* **TASK DESCRIPTION**:
Start with the line containing "Exercise. For every instance of the checkered" and write out each line through the end of the listing, exactly as given.

* **DATA UNDER STUDY**:

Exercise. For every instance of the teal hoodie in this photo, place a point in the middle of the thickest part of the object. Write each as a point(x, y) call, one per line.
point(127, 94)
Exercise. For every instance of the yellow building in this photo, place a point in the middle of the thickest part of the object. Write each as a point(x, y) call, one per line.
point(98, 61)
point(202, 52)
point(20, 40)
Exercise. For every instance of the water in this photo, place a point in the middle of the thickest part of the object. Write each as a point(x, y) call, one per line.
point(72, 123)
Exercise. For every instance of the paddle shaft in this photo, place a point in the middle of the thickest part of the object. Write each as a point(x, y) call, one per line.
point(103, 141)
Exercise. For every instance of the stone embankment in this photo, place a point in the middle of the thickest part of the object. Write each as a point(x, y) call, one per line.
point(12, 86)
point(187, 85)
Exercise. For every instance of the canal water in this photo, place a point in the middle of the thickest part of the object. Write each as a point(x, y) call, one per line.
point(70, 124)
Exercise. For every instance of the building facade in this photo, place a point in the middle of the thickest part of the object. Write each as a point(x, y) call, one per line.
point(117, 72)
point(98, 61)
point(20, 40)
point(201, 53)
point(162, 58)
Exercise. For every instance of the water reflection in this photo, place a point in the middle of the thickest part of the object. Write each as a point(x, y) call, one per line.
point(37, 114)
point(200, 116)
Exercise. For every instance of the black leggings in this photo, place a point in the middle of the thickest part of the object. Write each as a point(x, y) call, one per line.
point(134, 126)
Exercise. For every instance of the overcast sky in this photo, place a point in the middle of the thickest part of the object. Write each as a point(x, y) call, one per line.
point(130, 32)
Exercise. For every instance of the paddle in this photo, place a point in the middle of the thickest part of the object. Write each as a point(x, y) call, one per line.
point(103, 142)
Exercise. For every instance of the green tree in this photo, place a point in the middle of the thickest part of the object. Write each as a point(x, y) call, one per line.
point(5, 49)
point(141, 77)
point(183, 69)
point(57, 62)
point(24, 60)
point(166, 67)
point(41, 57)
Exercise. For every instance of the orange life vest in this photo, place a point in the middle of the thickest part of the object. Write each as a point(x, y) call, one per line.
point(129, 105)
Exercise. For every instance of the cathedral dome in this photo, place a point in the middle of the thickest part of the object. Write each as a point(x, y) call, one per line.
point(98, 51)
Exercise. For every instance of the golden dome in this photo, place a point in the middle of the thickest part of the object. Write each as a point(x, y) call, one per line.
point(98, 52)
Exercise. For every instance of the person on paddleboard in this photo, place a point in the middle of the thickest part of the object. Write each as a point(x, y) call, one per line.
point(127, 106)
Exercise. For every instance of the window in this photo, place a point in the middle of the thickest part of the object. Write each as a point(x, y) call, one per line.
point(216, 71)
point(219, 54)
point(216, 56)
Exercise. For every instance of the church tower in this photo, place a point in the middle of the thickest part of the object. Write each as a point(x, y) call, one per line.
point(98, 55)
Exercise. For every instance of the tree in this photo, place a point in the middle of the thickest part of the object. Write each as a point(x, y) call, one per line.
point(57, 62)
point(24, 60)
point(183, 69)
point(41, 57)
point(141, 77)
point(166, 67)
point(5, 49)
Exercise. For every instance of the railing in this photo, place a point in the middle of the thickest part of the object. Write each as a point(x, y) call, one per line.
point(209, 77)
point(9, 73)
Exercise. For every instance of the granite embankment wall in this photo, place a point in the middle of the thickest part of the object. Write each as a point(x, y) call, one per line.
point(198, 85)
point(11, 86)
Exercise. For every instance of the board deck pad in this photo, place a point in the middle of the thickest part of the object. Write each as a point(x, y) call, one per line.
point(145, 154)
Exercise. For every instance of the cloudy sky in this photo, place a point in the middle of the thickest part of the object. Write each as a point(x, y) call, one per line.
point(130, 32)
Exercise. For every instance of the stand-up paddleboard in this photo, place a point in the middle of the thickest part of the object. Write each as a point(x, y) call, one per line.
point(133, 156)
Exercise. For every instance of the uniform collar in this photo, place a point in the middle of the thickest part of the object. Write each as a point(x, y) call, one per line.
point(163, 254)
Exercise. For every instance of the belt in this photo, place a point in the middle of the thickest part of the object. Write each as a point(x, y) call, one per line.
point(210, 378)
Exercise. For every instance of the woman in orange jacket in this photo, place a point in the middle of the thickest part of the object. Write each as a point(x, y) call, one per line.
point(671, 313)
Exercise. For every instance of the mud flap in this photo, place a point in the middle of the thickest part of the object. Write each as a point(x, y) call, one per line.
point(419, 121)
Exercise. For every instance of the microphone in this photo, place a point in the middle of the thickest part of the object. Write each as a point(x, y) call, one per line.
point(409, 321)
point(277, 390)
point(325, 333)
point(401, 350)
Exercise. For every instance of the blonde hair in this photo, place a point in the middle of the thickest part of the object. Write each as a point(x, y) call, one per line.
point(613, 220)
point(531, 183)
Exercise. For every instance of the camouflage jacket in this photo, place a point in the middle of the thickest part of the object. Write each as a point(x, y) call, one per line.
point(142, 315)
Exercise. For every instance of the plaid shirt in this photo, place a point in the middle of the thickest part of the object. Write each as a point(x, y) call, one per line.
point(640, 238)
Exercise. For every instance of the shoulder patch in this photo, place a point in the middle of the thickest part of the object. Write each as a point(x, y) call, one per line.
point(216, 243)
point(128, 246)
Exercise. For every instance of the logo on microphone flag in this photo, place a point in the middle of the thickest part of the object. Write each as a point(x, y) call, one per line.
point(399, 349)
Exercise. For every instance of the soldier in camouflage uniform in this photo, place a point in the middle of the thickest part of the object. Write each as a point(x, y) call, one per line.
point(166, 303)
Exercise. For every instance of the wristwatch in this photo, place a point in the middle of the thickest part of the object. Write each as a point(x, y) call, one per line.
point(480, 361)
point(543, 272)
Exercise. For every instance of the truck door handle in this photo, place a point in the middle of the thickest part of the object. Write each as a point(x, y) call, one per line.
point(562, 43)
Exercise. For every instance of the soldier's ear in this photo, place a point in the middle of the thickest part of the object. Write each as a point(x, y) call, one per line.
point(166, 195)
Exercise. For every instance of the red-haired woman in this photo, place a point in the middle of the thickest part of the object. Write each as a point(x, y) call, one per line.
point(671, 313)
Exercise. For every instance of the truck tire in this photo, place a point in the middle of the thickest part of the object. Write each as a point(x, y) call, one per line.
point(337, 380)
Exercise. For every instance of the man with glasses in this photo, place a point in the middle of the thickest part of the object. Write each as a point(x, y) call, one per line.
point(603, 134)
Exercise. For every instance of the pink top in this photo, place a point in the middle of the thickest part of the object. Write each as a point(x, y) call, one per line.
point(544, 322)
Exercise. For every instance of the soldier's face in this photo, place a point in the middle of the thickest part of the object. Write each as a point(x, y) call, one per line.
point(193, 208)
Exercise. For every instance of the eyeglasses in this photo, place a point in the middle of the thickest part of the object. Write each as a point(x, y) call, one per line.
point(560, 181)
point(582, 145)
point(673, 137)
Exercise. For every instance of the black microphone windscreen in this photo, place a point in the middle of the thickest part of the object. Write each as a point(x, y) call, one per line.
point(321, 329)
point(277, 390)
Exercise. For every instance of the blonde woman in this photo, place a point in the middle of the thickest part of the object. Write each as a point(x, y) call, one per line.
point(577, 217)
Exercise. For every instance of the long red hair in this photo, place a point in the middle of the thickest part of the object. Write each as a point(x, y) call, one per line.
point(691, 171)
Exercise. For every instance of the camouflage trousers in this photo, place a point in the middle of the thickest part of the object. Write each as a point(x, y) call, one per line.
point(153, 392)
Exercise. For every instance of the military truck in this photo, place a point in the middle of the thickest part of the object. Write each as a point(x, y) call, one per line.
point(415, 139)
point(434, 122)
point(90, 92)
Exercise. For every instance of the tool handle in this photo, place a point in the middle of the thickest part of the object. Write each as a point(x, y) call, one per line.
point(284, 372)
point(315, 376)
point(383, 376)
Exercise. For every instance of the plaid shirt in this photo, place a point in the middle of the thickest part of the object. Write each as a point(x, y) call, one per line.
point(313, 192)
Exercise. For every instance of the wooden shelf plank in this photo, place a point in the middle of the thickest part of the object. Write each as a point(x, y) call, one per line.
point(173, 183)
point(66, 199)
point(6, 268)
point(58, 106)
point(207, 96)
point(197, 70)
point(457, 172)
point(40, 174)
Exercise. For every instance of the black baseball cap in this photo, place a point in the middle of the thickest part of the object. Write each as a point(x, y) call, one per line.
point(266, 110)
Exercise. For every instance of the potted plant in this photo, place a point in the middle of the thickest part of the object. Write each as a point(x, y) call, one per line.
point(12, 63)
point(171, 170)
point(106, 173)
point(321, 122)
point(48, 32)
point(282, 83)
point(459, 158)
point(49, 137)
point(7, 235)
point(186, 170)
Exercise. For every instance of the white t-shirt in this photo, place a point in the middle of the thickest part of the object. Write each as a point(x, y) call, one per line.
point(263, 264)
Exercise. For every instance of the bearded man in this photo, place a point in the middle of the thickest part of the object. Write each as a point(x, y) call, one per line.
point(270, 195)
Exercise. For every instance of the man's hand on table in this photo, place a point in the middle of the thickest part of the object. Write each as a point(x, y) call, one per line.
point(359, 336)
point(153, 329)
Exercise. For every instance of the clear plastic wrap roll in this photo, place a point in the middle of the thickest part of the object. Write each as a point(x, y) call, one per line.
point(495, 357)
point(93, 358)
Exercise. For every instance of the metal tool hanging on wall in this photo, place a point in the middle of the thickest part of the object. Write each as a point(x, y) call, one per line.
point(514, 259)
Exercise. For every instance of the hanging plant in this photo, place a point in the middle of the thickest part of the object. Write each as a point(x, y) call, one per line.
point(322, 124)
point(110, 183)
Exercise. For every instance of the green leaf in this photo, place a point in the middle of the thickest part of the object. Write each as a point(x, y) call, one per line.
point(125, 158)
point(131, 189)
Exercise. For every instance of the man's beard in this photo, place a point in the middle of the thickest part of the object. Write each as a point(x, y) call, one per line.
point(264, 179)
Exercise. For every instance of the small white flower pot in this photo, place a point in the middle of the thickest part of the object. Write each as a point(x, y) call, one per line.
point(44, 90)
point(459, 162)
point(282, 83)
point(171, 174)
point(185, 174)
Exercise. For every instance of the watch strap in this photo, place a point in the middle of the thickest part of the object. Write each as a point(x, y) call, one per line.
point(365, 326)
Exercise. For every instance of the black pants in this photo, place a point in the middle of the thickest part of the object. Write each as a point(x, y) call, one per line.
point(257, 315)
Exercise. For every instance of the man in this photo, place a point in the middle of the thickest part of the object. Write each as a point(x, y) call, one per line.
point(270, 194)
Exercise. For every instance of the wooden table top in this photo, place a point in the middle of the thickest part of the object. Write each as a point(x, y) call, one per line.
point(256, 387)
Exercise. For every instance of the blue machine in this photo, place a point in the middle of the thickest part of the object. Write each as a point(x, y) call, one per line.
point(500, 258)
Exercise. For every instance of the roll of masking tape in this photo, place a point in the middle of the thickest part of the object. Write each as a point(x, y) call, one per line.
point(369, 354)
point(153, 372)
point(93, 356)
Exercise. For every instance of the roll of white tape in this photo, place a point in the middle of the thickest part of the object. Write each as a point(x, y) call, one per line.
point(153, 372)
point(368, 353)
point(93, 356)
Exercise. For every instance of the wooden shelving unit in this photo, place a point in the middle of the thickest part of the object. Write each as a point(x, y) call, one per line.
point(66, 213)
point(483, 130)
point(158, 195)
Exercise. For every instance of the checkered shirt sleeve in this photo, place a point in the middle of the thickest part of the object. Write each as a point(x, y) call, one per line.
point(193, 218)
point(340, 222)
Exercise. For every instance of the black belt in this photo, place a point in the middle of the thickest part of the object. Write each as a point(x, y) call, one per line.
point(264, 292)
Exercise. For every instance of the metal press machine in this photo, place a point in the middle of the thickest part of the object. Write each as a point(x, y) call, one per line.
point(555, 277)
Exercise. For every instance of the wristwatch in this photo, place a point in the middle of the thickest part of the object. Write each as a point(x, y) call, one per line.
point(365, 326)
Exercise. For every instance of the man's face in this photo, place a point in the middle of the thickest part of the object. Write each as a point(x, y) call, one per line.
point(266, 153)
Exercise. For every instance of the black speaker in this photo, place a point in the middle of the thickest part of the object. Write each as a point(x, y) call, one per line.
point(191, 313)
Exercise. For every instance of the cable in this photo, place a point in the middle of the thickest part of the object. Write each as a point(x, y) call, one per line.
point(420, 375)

* **ANSWER**:
Exercise. For every instance of the checkered shirt sleeve in this photo, place a point in the middle of the thickest part of the object. Write each as a point(x, y) call, one per line.
point(193, 218)
point(340, 222)
Exercise. For every instance of the black belt in this photo, place a point in the middle of the thickest part of the object. Write each as a point(x, y) call, one per line.
point(264, 292)
Exercise. For every instance of the metal press machine in this photo, place a point in the middle of the thickest part of the object. Write each as a point(x, y) call, one per line.
point(555, 277)
Exercise. For every instance of the wristwatch in this photo, place a point in the middle of the thickest part of the object. Write each as a point(x, y) call, one per line.
point(365, 326)
Exercise. For every instance of the man's face in this photo, place a point in the middle of the thickest part of the object. Write each as a point(x, y) call, one per line.
point(266, 153)
Exercise. For every instance of the black speaker in this photo, place a point in the middle of the thickest part of the object. Write each as a point(x, y) call, one per line.
point(191, 313)
Exercise. For every instance of the cable in this photo, place a point in the middle of the thickest part of the object. Write each as a point(x, y) call, one per line.
point(420, 375)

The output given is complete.